▸ Directive
Rewrite the records, starting with the line that contains "Exercise. For every instance of the capsule" and going on through the line that contains "[(541, 336), (964, 337), (954, 336)]". Replace "thickest part" with "widest part", change nothing else, and leave the pictures out of your answer.

▸ Material for this exercise

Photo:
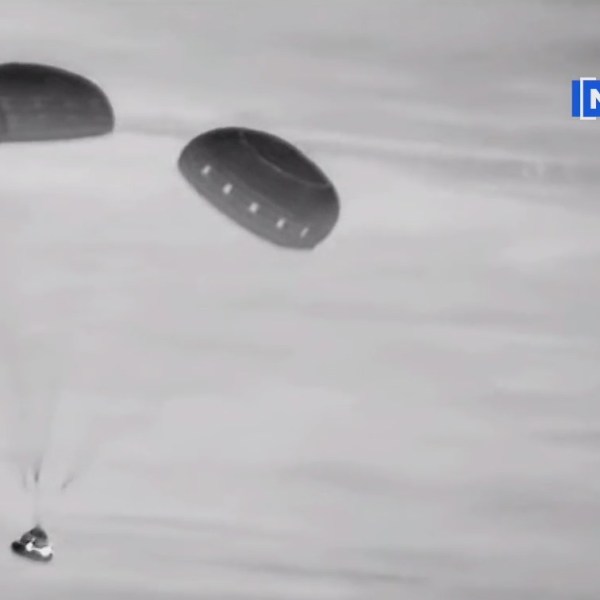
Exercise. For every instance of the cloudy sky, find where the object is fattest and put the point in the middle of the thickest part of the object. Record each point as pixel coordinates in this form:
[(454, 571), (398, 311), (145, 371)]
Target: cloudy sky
[(407, 412)]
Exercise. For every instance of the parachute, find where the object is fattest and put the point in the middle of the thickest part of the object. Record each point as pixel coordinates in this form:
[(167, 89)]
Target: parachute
[(45, 103), (264, 184)]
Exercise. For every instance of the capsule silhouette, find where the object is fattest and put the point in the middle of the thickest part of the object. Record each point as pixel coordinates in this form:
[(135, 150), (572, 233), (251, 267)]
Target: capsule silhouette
[(263, 184)]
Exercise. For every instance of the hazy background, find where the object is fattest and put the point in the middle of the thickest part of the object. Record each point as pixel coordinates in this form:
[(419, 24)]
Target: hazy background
[(411, 410)]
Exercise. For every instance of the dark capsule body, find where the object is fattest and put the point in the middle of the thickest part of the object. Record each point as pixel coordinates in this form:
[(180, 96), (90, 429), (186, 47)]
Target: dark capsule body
[(264, 184), (45, 103)]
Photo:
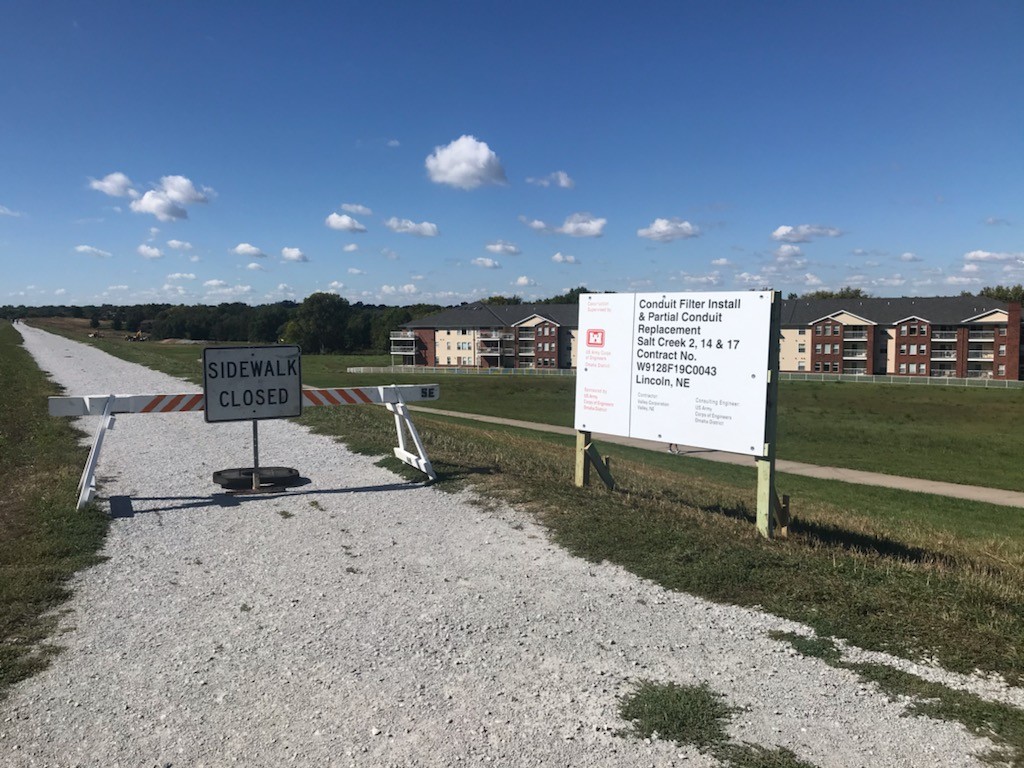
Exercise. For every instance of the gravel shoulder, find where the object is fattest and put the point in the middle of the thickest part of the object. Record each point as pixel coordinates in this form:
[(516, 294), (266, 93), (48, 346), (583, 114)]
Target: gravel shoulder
[(361, 620)]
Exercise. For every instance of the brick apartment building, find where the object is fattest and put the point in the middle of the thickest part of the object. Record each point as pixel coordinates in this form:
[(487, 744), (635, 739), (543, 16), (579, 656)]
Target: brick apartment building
[(955, 336)]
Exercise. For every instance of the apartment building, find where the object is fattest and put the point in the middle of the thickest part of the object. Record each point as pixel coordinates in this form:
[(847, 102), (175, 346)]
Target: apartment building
[(541, 336), (964, 337), (954, 336)]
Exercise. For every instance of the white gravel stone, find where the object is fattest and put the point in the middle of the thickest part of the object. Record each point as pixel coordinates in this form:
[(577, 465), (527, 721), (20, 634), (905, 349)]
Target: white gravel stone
[(385, 624)]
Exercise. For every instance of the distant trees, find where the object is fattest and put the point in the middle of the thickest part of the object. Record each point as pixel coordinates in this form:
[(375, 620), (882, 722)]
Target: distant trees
[(844, 293), (1004, 293)]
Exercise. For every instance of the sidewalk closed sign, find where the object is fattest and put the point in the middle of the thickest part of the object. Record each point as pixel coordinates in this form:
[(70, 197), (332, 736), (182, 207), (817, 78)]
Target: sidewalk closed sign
[(247, 383)]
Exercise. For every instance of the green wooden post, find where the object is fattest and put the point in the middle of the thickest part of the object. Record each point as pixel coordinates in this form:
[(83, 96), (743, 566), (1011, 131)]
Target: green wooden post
[(766, 462), (583, 465)]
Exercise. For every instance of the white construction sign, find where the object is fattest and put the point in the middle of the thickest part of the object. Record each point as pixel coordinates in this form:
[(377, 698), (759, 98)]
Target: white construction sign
[(247, 383), (683, 368)]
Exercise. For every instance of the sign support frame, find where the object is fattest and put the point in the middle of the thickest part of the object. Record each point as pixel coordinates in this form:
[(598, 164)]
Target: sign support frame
[(771, 511)]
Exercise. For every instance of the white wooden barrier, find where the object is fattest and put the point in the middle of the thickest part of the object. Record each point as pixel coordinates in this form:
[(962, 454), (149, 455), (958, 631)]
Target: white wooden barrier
[(108, 406)]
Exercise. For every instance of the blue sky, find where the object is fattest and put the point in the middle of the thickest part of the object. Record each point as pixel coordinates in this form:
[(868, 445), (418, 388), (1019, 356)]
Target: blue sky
[(414, 152)]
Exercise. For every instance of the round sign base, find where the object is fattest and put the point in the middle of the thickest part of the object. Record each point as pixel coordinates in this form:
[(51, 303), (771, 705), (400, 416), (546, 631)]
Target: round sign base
[(269, 477)]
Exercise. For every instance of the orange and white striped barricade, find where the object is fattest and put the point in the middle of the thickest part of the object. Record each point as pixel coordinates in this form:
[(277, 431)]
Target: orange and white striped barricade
[(393, 397)]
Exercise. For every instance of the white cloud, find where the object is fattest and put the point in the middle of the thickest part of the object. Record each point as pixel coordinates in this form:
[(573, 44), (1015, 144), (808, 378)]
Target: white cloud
[(583, 225), (344, 222), (229, 292), (787, 252), (666, 230), (150, 252), (750, 279), (502, 247), (535, 224), (92, 252), (115, 184), (558, 178), (423, 229), (356, 209), (466, 163), (167, 202), (249, 251), (712, 279), (991, 256), (804, 232)]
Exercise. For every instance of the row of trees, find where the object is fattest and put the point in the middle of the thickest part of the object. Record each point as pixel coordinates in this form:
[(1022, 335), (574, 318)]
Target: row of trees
[(322, 324)]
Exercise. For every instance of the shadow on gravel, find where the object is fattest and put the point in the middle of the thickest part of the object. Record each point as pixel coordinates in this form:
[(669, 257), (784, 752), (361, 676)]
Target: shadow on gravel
[(124, 506)]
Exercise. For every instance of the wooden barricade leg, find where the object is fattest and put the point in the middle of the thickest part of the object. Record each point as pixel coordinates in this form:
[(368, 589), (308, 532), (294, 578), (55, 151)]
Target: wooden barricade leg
[(87, 484)]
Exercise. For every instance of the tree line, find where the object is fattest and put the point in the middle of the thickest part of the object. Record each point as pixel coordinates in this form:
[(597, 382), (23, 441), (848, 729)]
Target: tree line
[(322, 324)]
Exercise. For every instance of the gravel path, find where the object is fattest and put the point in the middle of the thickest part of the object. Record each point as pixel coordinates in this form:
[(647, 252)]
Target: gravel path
[(365, 621)]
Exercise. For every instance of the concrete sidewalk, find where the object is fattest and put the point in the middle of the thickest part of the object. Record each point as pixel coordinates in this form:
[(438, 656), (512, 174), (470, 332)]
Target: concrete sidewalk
[(950, 489)]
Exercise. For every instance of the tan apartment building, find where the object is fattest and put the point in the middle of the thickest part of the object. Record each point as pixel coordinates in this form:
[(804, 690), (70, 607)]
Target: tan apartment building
[(956, 336)]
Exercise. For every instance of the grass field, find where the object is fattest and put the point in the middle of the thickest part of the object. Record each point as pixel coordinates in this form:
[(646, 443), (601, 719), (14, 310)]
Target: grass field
[(43, 540), (916, 576), (966, 435)]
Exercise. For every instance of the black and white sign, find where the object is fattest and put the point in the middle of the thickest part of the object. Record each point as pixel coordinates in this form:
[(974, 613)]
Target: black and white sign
[(246, 383), (683, 368)]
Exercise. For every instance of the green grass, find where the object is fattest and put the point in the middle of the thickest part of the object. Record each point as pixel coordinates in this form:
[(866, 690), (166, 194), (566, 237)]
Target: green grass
[(952, 434), (43, 540), (696, 716), (1003, 725)]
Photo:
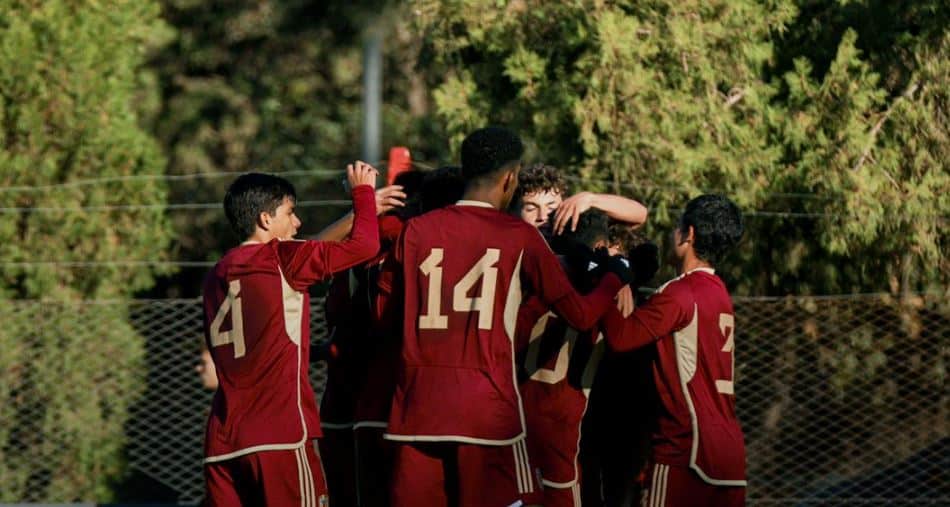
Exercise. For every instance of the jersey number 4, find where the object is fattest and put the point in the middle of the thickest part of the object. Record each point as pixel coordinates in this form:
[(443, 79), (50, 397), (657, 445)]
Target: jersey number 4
[(236, 334), (484, 303)]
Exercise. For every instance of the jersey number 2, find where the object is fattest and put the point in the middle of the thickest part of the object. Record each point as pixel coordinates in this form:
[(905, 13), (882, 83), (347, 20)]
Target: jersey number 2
[(236, 334), (484, 303)]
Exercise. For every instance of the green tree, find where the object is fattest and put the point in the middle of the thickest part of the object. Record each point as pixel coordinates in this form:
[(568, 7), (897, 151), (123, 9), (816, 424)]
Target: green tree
[(69, 82), (274, 86), (843, 174)]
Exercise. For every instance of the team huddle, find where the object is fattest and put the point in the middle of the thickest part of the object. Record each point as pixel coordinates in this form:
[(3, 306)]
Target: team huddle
[(469, 311)]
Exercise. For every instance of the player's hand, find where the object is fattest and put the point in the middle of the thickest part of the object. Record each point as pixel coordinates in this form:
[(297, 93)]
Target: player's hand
[(625, 302), (361, 173), (645, 260), (389, 198), (569, 212)]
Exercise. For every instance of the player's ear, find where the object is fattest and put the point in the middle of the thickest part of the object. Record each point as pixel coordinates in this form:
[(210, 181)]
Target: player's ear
[(511, 180), (264, 220)]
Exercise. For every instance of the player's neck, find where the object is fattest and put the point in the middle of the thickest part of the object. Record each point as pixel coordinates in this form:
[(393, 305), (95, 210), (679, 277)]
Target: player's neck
[(259, 236), (484, 195)]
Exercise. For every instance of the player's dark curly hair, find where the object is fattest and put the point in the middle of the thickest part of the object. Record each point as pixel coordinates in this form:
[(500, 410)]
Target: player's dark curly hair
[(625, 238), (442, 187), (488, 150), (252, 194), (717, 223), (540, 178)]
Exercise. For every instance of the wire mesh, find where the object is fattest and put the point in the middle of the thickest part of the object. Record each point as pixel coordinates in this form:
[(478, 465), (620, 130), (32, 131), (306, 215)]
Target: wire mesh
[(843, 400)]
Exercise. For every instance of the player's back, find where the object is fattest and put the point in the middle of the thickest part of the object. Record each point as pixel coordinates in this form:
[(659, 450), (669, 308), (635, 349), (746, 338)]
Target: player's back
[(560, 363), (258, 332), (694, 374), (462, 270)]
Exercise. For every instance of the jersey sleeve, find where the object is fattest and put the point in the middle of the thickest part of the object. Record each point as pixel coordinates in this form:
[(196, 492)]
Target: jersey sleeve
[(663, 314), (547, 278), (307, 262)]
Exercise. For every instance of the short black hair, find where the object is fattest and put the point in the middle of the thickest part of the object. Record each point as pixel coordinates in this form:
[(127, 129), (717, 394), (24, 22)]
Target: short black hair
[(442, 187), (540, 178), (625, 238), (489, 150), (592, 226), (717, 224), (252, 194)]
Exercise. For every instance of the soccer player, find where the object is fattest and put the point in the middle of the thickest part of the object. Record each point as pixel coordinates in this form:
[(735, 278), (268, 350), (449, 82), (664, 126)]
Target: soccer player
[(259, 441), (541, 201), (439, 188), (615, 443), (698, 449), (348, 307), (459, 273), (559, 367)]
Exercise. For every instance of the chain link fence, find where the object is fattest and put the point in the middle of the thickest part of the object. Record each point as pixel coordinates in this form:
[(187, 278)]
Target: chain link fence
[(844, 400)]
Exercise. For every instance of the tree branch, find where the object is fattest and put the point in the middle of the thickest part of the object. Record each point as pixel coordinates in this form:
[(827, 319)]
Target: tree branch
[(880, 123)]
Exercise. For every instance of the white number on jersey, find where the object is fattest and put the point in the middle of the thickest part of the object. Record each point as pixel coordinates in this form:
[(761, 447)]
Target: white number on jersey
[(562, 363), (727, 324), (236, 334), (484, 303)]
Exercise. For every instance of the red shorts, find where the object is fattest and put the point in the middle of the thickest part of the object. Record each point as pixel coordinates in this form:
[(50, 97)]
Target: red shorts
[(282, 478), (374, 460), (438, 474), (336, 453), (673, 486), (563, 497)]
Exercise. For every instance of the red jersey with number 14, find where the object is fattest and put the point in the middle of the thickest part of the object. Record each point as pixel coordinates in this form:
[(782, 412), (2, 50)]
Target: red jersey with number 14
[(462, 270), (257, 327), (692, 321)]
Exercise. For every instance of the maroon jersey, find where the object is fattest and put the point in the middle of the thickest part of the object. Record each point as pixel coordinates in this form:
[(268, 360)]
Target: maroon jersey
[(692, 321), (257, 328), (559, 367), (460, 272)]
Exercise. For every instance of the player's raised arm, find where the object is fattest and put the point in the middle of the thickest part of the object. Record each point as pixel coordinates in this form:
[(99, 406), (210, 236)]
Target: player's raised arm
[(618, 208), (315, 260), (387, 199), (661, 315)]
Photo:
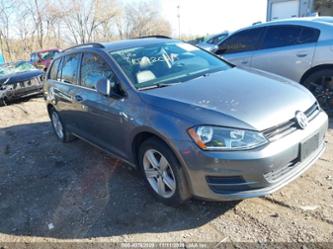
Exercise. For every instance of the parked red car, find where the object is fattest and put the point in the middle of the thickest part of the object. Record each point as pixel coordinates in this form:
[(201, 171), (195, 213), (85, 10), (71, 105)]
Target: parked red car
[(42, 59)]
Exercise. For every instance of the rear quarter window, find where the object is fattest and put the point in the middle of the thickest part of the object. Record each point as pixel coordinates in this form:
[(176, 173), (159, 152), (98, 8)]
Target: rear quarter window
[(309, 35), (53, 75), (242, 41)]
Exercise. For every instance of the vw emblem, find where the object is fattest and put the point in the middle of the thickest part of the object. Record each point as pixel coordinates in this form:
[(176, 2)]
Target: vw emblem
[(302, 119)]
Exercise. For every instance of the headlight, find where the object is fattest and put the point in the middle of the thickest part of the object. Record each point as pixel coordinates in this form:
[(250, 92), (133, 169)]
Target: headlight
[(219, 138)]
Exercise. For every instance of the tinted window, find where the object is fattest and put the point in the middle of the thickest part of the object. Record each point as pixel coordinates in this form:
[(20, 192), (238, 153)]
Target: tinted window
[(309, 35), (280, 36), (93, 69), (54, 70), (69, 68), (240, 42)]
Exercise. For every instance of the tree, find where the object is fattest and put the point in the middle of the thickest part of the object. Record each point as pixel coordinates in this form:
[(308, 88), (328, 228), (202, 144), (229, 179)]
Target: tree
[(136, 24), (84, 20)]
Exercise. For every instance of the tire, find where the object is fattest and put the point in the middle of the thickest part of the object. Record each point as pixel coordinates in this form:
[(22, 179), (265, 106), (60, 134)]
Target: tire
[(166, 172), (59, 127), (320, 83)]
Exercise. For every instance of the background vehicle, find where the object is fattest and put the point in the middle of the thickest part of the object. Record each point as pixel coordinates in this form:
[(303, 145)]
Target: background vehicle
[(18, 80), (192, 123), (42, 59), (299, 49), (212, 42)]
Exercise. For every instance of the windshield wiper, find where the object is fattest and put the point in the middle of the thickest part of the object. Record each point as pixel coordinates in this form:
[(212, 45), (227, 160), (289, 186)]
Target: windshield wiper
[(158, 85)]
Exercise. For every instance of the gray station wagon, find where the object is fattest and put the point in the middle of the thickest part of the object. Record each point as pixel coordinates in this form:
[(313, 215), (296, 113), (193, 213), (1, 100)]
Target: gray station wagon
[(193, 124)]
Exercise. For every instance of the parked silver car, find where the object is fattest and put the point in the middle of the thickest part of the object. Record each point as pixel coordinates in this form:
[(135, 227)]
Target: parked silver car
[(300, 49), (192, 123)]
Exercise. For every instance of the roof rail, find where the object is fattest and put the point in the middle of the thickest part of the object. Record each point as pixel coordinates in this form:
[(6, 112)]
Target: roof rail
[(154, 36), (91, 44)]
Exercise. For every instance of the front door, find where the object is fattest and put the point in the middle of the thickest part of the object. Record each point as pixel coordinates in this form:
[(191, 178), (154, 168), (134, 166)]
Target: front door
[(101, 119)]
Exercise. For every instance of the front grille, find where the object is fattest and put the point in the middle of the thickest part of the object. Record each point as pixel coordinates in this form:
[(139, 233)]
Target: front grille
[(277, 174), (290, 126), (228, 184)]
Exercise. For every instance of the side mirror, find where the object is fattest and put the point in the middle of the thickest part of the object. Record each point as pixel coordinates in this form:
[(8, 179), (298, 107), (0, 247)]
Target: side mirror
[(214, 49), (104, 86)]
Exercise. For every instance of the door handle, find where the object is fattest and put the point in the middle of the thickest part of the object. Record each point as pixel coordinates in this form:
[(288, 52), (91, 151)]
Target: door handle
[(302, 55), (78, 98)]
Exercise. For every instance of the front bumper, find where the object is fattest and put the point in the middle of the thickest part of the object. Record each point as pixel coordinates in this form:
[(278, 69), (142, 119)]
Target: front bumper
[(246, 174)]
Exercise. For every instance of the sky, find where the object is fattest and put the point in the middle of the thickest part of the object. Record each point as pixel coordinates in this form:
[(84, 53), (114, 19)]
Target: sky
[(201, 17)]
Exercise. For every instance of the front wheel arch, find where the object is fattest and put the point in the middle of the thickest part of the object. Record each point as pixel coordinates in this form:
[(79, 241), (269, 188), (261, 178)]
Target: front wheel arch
[(143, 136)]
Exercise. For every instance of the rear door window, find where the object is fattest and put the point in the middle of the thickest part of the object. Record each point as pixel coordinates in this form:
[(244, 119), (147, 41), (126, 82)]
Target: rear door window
[(53, 75), (93, 69), (70, 68), (242, 41), (34, 57)]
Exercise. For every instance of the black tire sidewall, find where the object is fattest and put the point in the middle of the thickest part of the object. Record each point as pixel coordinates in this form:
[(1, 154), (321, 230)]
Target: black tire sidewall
[(181, 194), (315, 75)]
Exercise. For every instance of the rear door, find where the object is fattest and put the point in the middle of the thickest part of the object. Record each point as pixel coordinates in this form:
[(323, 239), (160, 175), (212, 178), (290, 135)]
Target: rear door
[(64, 75), (239, 47), (286, 50)]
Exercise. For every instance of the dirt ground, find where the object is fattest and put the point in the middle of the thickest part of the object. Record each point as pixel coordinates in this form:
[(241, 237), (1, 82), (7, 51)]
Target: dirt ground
[(53, 192)]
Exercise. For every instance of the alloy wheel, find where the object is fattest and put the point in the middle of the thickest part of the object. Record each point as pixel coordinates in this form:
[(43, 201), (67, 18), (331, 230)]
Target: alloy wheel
[(159, 173)]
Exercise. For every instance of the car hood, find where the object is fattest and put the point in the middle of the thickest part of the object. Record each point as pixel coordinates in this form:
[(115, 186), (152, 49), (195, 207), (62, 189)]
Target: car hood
[(243, 98)]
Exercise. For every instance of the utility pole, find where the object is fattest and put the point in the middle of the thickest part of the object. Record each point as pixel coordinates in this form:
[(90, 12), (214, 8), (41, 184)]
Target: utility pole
[(178, 16)]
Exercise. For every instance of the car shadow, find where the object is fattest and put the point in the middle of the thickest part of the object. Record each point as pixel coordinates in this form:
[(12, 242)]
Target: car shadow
[(73, 190)]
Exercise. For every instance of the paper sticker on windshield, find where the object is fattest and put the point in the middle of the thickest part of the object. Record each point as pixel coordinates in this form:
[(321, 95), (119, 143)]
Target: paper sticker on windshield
[(187, 47)]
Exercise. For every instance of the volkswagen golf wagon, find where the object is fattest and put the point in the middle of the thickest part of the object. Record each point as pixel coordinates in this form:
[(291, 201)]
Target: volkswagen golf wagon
[(193, 124)]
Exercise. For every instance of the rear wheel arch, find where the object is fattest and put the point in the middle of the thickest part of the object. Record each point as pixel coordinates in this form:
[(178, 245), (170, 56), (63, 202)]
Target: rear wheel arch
[(50, 107), (315, 69)]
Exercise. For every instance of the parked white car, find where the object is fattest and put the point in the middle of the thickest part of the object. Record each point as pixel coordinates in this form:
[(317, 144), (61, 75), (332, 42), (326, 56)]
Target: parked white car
[(300, 49)]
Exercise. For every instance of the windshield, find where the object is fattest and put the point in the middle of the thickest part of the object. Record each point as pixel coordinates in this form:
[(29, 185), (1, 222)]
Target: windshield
[(169, 62), (17, 67)]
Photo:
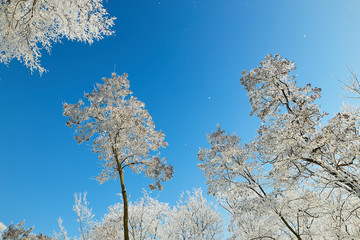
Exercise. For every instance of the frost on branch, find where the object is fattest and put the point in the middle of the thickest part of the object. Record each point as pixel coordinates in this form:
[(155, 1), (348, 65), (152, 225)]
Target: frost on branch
[(146, 218), (194, 218), (29, 26), (299, 177), (18, 231), (121, 130)]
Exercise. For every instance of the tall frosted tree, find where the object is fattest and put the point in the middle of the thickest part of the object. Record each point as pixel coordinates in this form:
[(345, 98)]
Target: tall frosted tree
[(299, 177), (122, 133), (28, 26)]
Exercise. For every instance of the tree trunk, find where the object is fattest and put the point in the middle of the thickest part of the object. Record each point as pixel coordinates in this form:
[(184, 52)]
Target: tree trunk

▸ Solution for this task
Exercise. For every instance of the capsule silhouette, find where the object is fattest and put the point in the middle of the widest part of the object. Record each point as pixel coordinates in this form:
[(135, 150), (572, 233), (251, 267)]
Target: capsule silhouette
[(263, 184)]
Exercise. For every instance of the hazy background, find where the object is fattest and put the point in the middle of the widest part of the object. Record each point as pixel coordinates in this form:
[(419, 24)]
Target: hazy background
[(411, 410)]
Exercise. For every instance of the dark capsule body, find where the object is fattest and put the point in the middle of the widest part of the object. Record each point as pixel coordinates in this form:
[(180, 96), (90, 429), (186, 47)]
Target: dark capsule body
[(264, 184), (45, 103)]
Photo:
Exercise. For every instance of the gravel shoulder, find where the object is fattest and put the point in the middle of the widest part of the object. Record each point as pixel coordinates in this form:
[(516, 294), (266, 93), (48, 346), (583, 114)]
Target: gravel shoulder
[(361, 620)]
Exercise. For every instance of the brick apartment building, find where the object is fattest and put the point in the middle of the widest part of the object. Record each point as pixel coordinates in this form:
[(487, 744), (635, 739), (543, 16), (579, 656)]
Target: brick apartment building
[(955, 336)]
Exercise. For every instance of the apartment building, find where the object is fattest and put the point in the middle of the widest part of the object. Record each point as pixel coordinates in this form:
[(847, 102), (175, 346)]
Target: apartment building
[(541, 336), (964, 337), (954, 336)]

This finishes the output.